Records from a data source
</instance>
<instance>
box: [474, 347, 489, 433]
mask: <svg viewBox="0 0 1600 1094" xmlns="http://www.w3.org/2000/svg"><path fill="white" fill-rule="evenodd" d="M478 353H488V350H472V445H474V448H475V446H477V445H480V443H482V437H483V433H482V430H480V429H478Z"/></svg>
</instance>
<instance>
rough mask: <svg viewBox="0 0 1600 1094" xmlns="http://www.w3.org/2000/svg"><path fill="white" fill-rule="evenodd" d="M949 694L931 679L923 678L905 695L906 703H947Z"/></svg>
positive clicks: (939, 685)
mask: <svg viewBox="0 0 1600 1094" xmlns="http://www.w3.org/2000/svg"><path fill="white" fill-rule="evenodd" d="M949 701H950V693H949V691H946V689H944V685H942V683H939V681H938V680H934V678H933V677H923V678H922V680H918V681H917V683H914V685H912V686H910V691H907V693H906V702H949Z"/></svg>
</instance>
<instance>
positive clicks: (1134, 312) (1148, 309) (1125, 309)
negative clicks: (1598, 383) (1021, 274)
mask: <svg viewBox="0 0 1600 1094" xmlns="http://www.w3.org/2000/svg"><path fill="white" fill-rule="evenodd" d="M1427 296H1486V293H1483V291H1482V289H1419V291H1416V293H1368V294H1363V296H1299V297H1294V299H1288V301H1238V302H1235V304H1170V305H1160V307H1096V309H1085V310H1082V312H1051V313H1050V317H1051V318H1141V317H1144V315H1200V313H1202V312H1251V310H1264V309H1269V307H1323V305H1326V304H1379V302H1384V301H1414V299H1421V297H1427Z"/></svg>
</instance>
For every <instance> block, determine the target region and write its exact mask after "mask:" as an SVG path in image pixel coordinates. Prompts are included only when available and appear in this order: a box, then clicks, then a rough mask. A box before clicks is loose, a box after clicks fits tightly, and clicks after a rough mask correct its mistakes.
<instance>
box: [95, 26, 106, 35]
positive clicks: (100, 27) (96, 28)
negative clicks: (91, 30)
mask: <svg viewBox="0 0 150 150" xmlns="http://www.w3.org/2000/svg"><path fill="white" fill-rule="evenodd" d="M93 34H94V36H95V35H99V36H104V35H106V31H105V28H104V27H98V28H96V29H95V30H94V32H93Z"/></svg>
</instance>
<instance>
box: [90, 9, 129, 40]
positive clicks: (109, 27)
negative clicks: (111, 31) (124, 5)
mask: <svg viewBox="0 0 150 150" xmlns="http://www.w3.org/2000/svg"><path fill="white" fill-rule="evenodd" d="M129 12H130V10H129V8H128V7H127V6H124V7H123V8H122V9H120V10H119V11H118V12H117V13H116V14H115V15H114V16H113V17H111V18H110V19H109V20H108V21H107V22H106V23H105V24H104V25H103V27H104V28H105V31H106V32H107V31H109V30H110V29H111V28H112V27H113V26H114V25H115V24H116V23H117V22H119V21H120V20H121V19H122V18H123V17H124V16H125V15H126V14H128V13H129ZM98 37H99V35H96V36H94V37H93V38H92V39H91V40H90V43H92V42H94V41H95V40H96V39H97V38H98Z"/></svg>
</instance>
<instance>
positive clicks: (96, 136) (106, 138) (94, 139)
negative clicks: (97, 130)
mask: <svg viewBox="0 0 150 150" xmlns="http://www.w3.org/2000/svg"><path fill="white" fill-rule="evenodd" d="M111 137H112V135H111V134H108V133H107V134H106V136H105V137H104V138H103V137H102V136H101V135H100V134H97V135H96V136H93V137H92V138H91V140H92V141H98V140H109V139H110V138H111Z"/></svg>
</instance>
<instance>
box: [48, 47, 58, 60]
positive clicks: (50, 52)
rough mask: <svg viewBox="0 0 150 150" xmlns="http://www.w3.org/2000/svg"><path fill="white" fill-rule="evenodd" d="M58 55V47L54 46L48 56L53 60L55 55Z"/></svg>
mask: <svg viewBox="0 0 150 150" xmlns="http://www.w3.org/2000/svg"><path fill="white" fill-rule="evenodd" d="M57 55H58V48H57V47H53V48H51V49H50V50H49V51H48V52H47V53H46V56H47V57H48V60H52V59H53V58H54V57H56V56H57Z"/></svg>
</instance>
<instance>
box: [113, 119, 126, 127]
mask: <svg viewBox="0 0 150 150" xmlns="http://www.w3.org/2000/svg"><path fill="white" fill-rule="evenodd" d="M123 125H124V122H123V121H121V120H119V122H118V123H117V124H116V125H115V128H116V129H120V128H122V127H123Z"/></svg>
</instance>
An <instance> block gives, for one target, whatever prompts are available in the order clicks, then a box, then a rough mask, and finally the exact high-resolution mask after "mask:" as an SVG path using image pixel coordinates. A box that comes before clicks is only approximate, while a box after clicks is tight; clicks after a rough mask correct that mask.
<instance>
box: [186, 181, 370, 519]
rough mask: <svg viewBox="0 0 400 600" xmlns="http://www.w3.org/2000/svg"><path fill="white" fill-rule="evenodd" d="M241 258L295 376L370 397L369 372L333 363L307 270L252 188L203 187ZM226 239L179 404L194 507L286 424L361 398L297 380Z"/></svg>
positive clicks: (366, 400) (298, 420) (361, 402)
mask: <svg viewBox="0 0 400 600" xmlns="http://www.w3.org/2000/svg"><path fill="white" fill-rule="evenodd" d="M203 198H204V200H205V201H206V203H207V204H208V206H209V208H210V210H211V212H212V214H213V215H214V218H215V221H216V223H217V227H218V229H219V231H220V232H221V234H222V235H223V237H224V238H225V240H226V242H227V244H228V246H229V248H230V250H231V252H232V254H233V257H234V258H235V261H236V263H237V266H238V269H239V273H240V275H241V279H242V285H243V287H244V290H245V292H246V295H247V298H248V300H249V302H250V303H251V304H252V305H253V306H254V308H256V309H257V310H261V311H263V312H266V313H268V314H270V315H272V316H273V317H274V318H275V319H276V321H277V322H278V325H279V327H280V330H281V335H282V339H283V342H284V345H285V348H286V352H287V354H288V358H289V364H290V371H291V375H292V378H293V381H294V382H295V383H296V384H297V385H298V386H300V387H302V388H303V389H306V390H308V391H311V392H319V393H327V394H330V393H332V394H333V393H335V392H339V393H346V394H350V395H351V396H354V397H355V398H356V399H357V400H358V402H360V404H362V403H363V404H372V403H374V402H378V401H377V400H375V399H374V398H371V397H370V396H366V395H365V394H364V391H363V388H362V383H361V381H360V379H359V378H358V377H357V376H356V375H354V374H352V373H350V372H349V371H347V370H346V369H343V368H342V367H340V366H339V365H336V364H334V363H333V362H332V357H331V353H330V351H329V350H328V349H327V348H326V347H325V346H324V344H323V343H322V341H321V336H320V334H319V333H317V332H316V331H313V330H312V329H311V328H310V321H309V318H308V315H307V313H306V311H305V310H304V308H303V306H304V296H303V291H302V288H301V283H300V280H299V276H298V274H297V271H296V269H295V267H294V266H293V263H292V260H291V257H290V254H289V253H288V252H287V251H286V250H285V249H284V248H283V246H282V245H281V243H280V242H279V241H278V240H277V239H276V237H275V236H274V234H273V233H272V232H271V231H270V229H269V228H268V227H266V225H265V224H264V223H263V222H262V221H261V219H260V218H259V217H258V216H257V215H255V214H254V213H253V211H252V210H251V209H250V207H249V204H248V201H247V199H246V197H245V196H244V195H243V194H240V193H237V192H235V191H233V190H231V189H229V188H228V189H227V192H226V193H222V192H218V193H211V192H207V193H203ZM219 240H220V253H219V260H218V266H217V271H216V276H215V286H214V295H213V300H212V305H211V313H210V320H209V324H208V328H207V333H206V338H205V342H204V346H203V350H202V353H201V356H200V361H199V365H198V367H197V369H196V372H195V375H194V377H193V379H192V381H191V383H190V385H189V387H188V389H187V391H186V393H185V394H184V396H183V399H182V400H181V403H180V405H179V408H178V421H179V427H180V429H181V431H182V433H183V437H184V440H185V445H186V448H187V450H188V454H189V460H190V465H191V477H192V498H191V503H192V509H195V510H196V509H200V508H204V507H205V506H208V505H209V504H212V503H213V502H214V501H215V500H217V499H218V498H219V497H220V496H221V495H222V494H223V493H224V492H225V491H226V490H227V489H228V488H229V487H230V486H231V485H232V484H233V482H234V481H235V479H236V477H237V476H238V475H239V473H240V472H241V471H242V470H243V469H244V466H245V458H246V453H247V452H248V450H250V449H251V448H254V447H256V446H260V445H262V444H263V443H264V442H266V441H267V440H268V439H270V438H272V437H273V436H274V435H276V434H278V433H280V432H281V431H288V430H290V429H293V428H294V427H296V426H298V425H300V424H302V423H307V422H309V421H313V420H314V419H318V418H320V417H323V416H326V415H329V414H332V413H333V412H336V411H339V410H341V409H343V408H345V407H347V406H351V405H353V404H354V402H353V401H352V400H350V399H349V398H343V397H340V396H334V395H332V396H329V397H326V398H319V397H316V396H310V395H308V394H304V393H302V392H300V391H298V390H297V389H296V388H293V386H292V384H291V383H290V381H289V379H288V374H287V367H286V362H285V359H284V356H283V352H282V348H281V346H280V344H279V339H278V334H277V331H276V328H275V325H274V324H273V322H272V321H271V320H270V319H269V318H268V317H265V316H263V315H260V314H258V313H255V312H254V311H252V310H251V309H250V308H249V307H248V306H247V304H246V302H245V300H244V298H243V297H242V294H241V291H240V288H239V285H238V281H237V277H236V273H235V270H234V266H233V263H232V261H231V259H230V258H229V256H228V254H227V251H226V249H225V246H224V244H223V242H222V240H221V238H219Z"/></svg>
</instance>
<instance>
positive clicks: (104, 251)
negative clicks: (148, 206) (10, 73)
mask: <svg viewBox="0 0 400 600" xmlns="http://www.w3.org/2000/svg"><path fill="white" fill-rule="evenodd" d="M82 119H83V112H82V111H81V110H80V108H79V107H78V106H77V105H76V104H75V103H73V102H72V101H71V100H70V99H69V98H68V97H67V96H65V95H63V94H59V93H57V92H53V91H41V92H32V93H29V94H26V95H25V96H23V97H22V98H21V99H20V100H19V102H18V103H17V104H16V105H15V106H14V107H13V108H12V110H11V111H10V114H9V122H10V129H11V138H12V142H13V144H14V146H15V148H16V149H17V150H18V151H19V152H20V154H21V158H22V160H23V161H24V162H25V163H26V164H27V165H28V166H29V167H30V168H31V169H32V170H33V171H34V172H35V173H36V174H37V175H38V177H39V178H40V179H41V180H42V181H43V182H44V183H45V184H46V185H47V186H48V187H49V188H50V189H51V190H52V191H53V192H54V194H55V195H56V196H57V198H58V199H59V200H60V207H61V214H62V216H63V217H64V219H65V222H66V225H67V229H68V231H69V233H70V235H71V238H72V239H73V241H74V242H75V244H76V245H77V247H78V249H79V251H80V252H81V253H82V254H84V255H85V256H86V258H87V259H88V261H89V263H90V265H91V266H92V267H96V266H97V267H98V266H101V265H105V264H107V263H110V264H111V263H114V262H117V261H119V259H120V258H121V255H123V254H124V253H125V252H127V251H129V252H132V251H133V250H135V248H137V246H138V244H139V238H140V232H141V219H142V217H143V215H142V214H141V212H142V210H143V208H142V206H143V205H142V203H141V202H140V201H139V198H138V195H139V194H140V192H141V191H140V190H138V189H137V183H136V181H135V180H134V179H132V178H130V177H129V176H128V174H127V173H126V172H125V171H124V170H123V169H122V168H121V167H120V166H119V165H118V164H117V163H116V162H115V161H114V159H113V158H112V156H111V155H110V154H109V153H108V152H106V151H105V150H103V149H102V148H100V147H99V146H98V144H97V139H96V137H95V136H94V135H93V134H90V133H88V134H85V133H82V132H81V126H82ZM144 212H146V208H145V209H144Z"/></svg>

■ Your instructions
In the answer, give the lines from the first line of the data through the line with "positive clicks: (100, 27) (96, 28)", exactly as they appear and with no additions.

■ Worked solution
</instance>
<instance>
box: [474, 347, 489, 433]
mask: <svg viewBox="0 0 1600 1094" xmlns="http://www.w3.org/2000/svg"><path fill="white" fill-rule="evenodd" d="M478 353H488V350H472V445H474V448H475V446H477V445H480V443H482V437H483V433H482V430H480V429H478Z"/></svg>
</instance>
<instance>
rough mask: <svg viewBox="0 0 1600 1094" xmlns="http://www.w3.org/2000/svg"><path fill="white" fill-rule="evenodd" d="M949 694L931 679L923 678L905 695L906 703H947Z"/></svg>
positive clicks: (939, 685)
mask: <svg viewBox="0 0 1600 1094" xmlns="http://www.w3.org/2000/svg"><path fill="white" fill-rule="evenodd" d="M949 701H950V693H949V691H946V689H944V685H942V683H939V681H938V680H934V678H933V677H923V678H922V680H918V681H917V683H914V685H912V686H910V691H907V693H906V702H949Z"/></svg>
</instance>
<instance>
positive clicks: (1134, 312) (1148, 309) (1125, 309)
negative clicks: (1598, 383) (1021, 274)
mask: <svg viewBox="0 0 1600 1094" xmlns="http://www.w3.org/2000/svg"><path fill="white" fill-rule="evenodd" d="M1427 296H1486V293H1483V291H1482V289H1419V291H1416V293H1368V294H1363V296H1299V297H1294V299H1288V301H1238V302H1235V304H1170V305H1160V307H1096V309H1085V310H1082V312H1051V313H1050V317H1051V318H1141V317H1144V315H1200V313H1202V312H1251V310H1264V309H1269V307H1323V305H1326V304H1379V302H1384V301H1414V299H1421V297H1427Z"/></svg>
</instance>
For every <instance> block, determine the target region and write its exact mask after "mask:" as an SVG path in image pixel coordinates. Prompts are included only when available and appear in this order: a box, then clicks, then a rough mask. A box before clicks is loose, a box after clicks fits tightly, and clicks after a rough mask correct its mistakes.
<instance>
box: [95, 26, 106, 35]
positive clicks: (100, 27) (96, 28)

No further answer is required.